Copy out every line of the material below word for word, leaving out the pictures.

+ + + + +

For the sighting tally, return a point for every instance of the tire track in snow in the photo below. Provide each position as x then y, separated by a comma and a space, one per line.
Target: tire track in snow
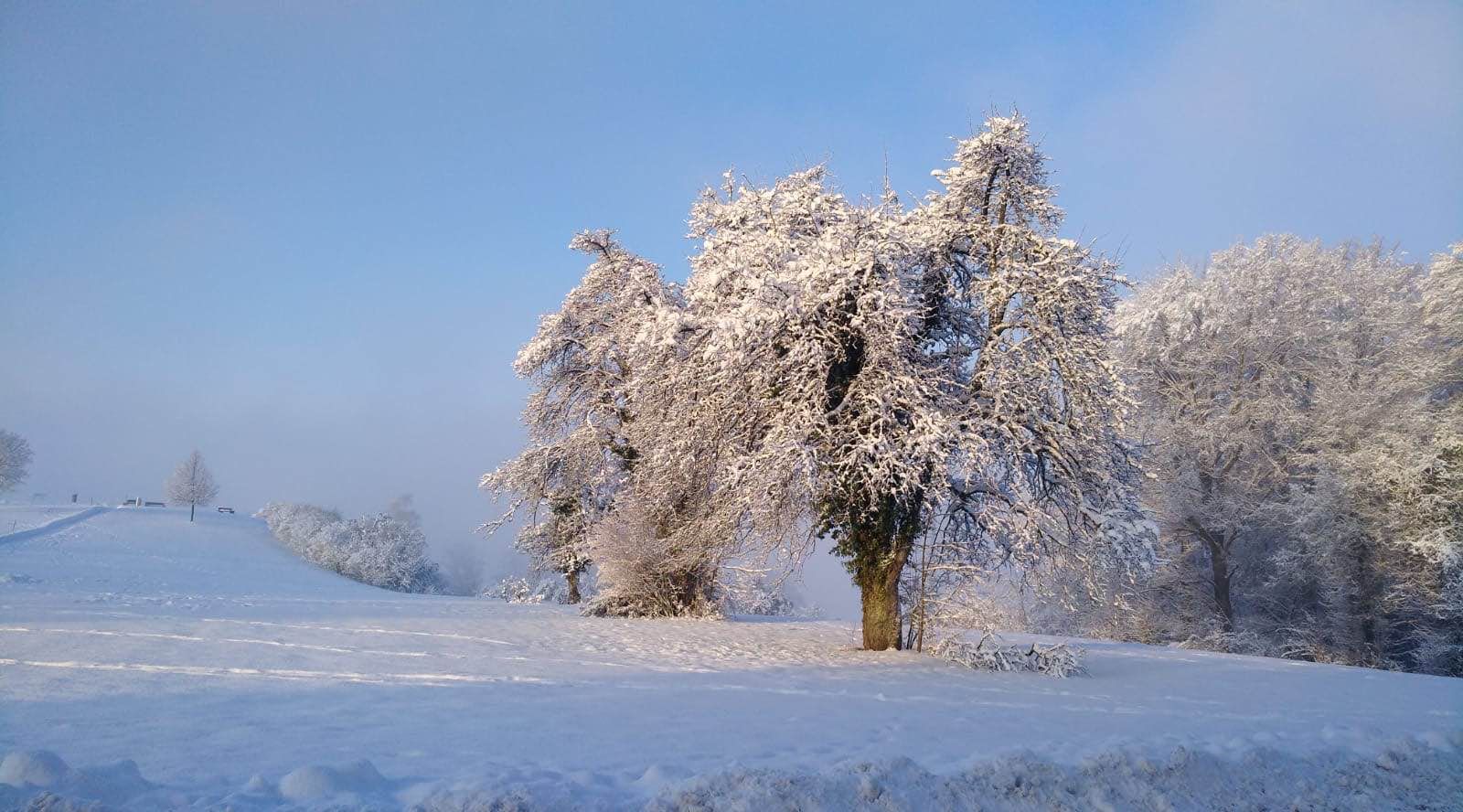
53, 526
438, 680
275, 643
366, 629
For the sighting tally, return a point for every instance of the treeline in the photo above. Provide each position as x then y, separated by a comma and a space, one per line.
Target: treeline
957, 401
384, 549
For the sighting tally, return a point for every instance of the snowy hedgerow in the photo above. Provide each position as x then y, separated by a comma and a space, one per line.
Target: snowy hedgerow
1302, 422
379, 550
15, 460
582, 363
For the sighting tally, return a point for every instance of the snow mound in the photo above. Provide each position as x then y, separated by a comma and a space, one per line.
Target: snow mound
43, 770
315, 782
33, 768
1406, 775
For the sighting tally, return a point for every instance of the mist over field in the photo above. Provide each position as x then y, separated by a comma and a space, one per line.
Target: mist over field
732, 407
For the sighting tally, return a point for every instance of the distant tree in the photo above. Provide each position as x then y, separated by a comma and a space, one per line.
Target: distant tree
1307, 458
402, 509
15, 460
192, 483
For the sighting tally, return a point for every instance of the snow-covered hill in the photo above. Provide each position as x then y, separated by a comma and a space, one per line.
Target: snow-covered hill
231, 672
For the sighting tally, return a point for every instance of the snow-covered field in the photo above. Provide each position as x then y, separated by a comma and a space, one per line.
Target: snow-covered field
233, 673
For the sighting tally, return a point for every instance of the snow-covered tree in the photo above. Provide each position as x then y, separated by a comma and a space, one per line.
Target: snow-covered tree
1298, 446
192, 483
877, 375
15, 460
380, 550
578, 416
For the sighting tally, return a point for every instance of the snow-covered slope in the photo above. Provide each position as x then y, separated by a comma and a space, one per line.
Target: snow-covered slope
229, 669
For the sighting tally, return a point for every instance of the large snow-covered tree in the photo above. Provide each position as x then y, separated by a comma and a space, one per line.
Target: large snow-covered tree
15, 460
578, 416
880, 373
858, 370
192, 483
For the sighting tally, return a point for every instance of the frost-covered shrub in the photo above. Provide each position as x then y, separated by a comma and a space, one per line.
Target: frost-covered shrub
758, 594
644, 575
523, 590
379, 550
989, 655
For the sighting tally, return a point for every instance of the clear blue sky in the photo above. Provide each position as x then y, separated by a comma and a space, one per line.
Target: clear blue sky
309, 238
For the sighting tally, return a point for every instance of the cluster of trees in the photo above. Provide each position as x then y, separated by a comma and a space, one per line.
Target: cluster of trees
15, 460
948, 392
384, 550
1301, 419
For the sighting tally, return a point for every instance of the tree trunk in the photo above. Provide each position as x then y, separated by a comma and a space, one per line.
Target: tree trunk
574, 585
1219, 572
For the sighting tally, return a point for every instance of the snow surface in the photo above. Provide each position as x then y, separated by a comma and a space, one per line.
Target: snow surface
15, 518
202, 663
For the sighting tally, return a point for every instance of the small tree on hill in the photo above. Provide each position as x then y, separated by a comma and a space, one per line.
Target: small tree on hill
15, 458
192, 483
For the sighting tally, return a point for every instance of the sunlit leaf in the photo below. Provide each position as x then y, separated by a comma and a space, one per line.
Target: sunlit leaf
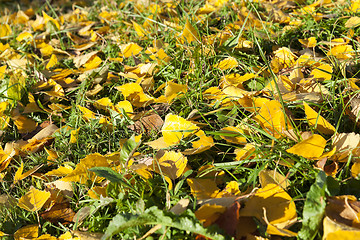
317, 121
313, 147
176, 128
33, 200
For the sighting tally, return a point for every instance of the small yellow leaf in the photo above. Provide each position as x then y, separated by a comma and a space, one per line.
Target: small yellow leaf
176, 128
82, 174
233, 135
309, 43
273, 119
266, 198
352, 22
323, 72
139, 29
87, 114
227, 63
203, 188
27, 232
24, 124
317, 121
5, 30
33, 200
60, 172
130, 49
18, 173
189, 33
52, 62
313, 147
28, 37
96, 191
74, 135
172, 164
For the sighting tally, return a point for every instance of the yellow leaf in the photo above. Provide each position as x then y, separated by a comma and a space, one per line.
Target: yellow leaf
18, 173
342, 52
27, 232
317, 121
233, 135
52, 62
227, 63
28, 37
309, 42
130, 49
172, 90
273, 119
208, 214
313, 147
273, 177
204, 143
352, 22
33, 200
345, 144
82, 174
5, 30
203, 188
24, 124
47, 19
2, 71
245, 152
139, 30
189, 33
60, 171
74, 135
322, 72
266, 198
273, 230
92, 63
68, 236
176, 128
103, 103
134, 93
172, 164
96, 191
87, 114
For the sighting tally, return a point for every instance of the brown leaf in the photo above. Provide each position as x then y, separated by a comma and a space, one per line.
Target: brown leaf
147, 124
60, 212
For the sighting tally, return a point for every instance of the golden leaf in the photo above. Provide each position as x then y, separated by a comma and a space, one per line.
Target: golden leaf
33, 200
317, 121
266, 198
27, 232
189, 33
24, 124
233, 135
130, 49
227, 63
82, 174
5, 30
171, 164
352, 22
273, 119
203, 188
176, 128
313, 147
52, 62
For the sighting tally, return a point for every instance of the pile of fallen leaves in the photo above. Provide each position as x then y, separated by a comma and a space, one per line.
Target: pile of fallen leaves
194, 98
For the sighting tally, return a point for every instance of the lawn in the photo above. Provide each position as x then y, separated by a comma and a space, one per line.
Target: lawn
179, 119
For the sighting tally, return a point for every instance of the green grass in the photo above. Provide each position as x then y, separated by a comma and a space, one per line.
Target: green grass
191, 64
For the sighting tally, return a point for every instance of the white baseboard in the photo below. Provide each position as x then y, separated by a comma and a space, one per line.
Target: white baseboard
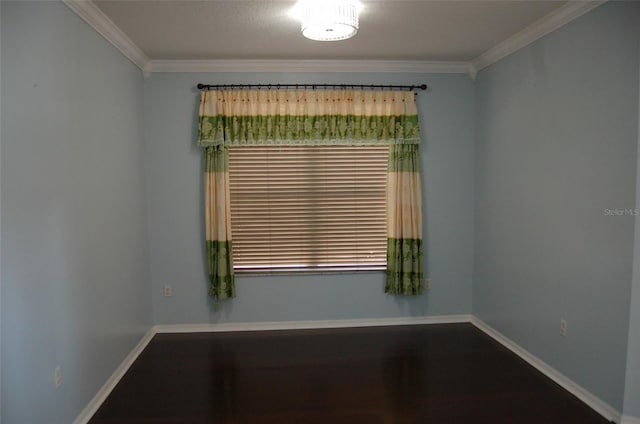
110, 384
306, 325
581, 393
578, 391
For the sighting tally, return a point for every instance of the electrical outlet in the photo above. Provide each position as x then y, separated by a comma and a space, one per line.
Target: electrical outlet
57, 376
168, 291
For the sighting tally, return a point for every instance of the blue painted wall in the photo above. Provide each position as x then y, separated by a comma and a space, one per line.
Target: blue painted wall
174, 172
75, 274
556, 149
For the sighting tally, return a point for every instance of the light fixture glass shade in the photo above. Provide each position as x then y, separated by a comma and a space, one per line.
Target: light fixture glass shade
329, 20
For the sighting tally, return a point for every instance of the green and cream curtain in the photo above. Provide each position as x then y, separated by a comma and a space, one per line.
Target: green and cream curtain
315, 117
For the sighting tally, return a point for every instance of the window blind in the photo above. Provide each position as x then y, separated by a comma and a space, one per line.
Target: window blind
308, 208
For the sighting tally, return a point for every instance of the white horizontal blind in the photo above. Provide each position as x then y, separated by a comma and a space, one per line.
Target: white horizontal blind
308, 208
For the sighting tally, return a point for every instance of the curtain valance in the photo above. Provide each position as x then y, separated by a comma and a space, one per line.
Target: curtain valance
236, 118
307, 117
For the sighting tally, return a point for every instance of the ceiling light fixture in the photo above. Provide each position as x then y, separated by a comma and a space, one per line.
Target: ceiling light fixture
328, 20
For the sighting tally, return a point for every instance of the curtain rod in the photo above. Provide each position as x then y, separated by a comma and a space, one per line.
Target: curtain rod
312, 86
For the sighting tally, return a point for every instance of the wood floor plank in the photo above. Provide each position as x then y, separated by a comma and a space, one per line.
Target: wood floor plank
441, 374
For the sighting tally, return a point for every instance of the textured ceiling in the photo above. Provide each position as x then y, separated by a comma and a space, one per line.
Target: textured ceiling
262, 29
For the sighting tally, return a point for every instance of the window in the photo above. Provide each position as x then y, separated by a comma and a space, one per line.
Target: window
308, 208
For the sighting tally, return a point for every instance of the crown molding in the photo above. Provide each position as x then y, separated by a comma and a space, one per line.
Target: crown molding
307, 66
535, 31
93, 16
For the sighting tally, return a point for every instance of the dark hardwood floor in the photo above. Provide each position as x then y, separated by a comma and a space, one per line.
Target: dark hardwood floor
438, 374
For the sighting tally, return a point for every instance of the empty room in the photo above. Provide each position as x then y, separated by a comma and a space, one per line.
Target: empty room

+ + + + +

■ **SOLUTION TO THIS PROBLEM**:
For the sighting tally, return a point for every instance of the tire track in snow in the photo below. Provide each position as x then y, separated by a comma and a space, one per line.
Target: tire track in snow
53, 526
438, 680
275, 643
366, 629
For the sighting tally, return a point for every instance of the treeline in the photo above. Provide each position as x then y, separated by a comma and a space, one per line.
Target: treeline
957, 401
384, 549
For the sighting tally, return a point for every instance of the snowy hedgerow in the photo above. Provide each position as x then y, separated by a comma and a space, one per line.
Target: snowy hedgerow
1302, 422
379, 550
15, 460
582, 363
For the sighting tally, return a point for every instance of the snow mound in the photo above. Provide each position as x then y, separated by a comma and a space, one per line.
Target: snow mound
43, 770
315, 782
33, 768
1406, 775
For the sighting tally, return a point for every instance of the mist over field in the photo above. Provide each position as x then y, separated by a comma and a space, one per line.
Target: mist over field
732, 407
For the sighting tally, return a point for every instance of the distant tree in the photo above. Provide each position as x then y, separated by a comma and a space, one per line.
Target: distant tree
1307, 458
402, 509
15, 460
192, 483
For the sighting tally, return a point for every instance of the snow-covered hill in the photo above. Provide each position as x then y, separated by a comma and a space, one per line.
Target: snow-covered hill
231, 672
For the sighting tally, return a point for every instance of the snow-covered field in the photo above. Provide each position as x then y, separated by a comma and a space, one per line.
Target: snow-covered field
233, 673
For the sighting tally, return a point for every instance of the snow-covered tree in the photo above. Provide each position as x then y, separated by a comma and a space, one per line.
Target: snow-covered tree
1298, 446
192, 483
877, 375
15, 460
380, 550
578, 416
For the sighting tally, return a point for every instance of the snow-covered slope in the photo above. Provide each position as x then y, separated by a comma and a space, one per line.
Target: snow-covered slope
229, 669
For the sighting tally, return a point for every instance of the large snow-covered tree in the photo above. Provide each position as x then y, separated by a comma and a space, one per line.
Target: large snow-covered tree
15, 460
578, 416
880, 373
858, 370
192, 483
For the sighting tally, return a point for every instance of the frost-covered shrub in the photo above. Provide each position as x then y, separated by a comma and a space, one per line.
Target: frost-covered shrub
758, 594
644, 575
523, 590
379, 550
989, 655
For the sighting tally, return a point for every instance of the clear blue sky in the photo above. Provide each position as x then y, separated by a comma and a space, one per line.
Target: clear blue sky
309, 238
For the sighting tally, return a point for every instance of the cluster of trees in the photo above. Provide each position as x then y, separated by a comma and a space, one per line.
Target: cluster of trees
15, 460
948, 392
384, 550
1301, 419
For the sighting tally, return a point for every instance of the tree trunk in the photo above. Provide each position as x then y, separated by a comma and a space, one per line.
Target: tree trunk
574, 585
1219, 572
For the sighting tally, return a point for every instance of the snow surface in the photo above. Provide each position as x then y, separated by a comma and a space, one per line.
Target: snow surface
15, 518
202, 663
For the sighting tally, return a point for every instance of the small tree on hill in the photo above. Provide each position as x then y, separated by a comma and a space, one per line.
Target: small tree on hill
15, 458
192, 483
For the sighting tally, return a point for every instance of the sunlit leaf in the photo below. Provide each position as x then y, separated by a comma and a space, one per line.
Target: sunlit leaf
317, 121
313, 147
176, 128
33, 200
For the sighting tally, return a point for every instance of the small yellow leaf in the photo above. Provide each position as x then y, separated by a comma and a space, one per line.
Target: small yellow leaf
176, 128
82, 174
233, 135
309, 43
273, 119
266, 198
352, 22
323, 72
139, 29
87, 114
227, 63
203, 188
27, 232
24, 124
317, 121
5, 30
33, 200
60, 172
130, 49
18, 173
189, 33
52, 62
313, 147
28, 37
96, 191
74, 135
172, 164
For the sighting tally, return a point for every instance of the yellow leaf in the photo above. Provide each position as x then y, separated by a comma and a space, one per line.
Target: yellow leaf
18, 173
342, 52
27, 232
317, 121
233, 135
52, 62
227, 63
28, 37
309, 42
130, 49
172, 90
273, 119
208, 214
313, 147
273, 177
204, 143
352, 22
33, 200
345, 144
82, 174
5, 30
203, 188
24, 124
47, 19
2, 71
245, 152
139, 30
189, 33
60, 171
74, 135
322, 72
266, 198
273, 230
92, 63
68, 236
176, 128
103, 103
134, 93
172, 164
96, 191
87, 114
For the sighting tally, return a point for every instance of the brown leaf in the photo above. Provide each position as x then y, separated by a comma and a space, one per line.
Target: brown leaf
147, 124
60, 212
For the sighting tally, return a point for every instance of the golden leaf in the photo above. Provide each position as x then y, separated by a comma and a space, one per line.
Target: golden leaf
33, 200
317, 121
266, 198
27, 232
189, 33
24, 124
233, 135
130, 49
227, 63
82, 174
5, 30
171, 164
352, 22
273, 119
203, 188
176, 128
313, 147
52, 62
For the sighting tally, return a point for every instance of the pile of fallen leaves in the photo above. Provide each position as x then y, separated by a comma and a space, one per line.
Target: pile of fallen leaves
194, 98
For the sighting tally, return a point for every instance of the lawn in the photo above. Provide each position as x then y, separated by a comma and a space, one per line.
Target: lawn
179, 119
For the sighting tally, return a point for every instance of the green grass in the photo above. Provide each position as x then y, separated by a comma and a space, one per line.
Target: green grass
191, 64
For the sighting tally, return a point for every instance of the white baseboard in the photo below. Provide each position as x then y, separated by a comma and a space, one per line.
Target: white baseboard
110, 384
306, 325
581, 393
578, 391
For the sighting tally, return a point for every instance of the electrical outlet in the photo above. Provide each position as x then y, separated by a comma and a space, one per line.
Target: electrical outlet
57, 376
168, 291
For the sighting tally, return a point for every instance of the blue painted wall in the photo above. Provide each position as x then y, separated by a comma and a space, one per line.
Target: blue painted wall
174, 172
75, 274
556, 149
For the sighting tally, return a point for every instance of the light fixture glass shade in the photo above. Provide each position as x then y, separated by a comma and a space, one per line.
Target: light fixture glass shade
329, 20
For the sighting tally, return a point for every instance of the green and cream curtain in the photo above. Provide each position as x then y, separated by a comma and a space, one per line.
Target: green and cream curtain
315, 117
For the sighting tally, return a point for every instance of the window blind in the photo above. Provide each position as x then y, separated by a comma and a space, one per line.
Target: window blind
308, 208
For the sighting tally, return a point for every instance of the white horizontal blind in the photo above. Provide each position as x then y, separated by a comma and a space, one per line.
Target: white horizontal blind
308, 208
For the sighting tally, return a point for every instance of the curtain valance in the photo above. Provide each position as x then y, separated by a comma and a space, one per line.
Target: curtain valance
236, 118
307, 117
For the sighting tally, return a point for every instance of the ceiling light fixture in the photo above. Provide each position as x then y, separated by a comma and a space, one per line.
Target: ceiling light fixture
328, 20
For the sighting tally, return a point for every instance of the curtain rod in the photo above. Provide each position as x then y, separated by a comma and a space, one per line.
Target: curtain rod
312, 86
For the sighting tally, return a point for every instance of the wood floor plank in the photo above. Provide each position as x then y, separated by a comma and a space, one per line.
Target: wood floor plank
441, 374
For the sighting tally, return a point for every instance of the textured ceiling in the photo above. Provide each position as x then y, separated by a comma and a space, one per line.
Target: textured ceiling
262, 29
For the sighting tally, return a point for every instance of the window in the photo above. Provide each position as x then y, separated by a comma and a space, one per line.
Target: window
308, 208
For the sighting tally, return a point for every instance of the crown molding in the photo above. Provide each position as x then y, separated by a comma and a space, one per line.
Target: crown molding
307, 66
535, 31
93, 16
For the sighting tally, return a point for every instance of the dark hardwood floor in the photo above. Provide each position as x then y, separated by a comma and a space, one per line.
Target: dark hardwood floor
438, 374
For the sighting tally, return a point for every instance of the empty room in the photo above. Provide each position as x then y, separated by a comma and a space, one per line.
Target: empty room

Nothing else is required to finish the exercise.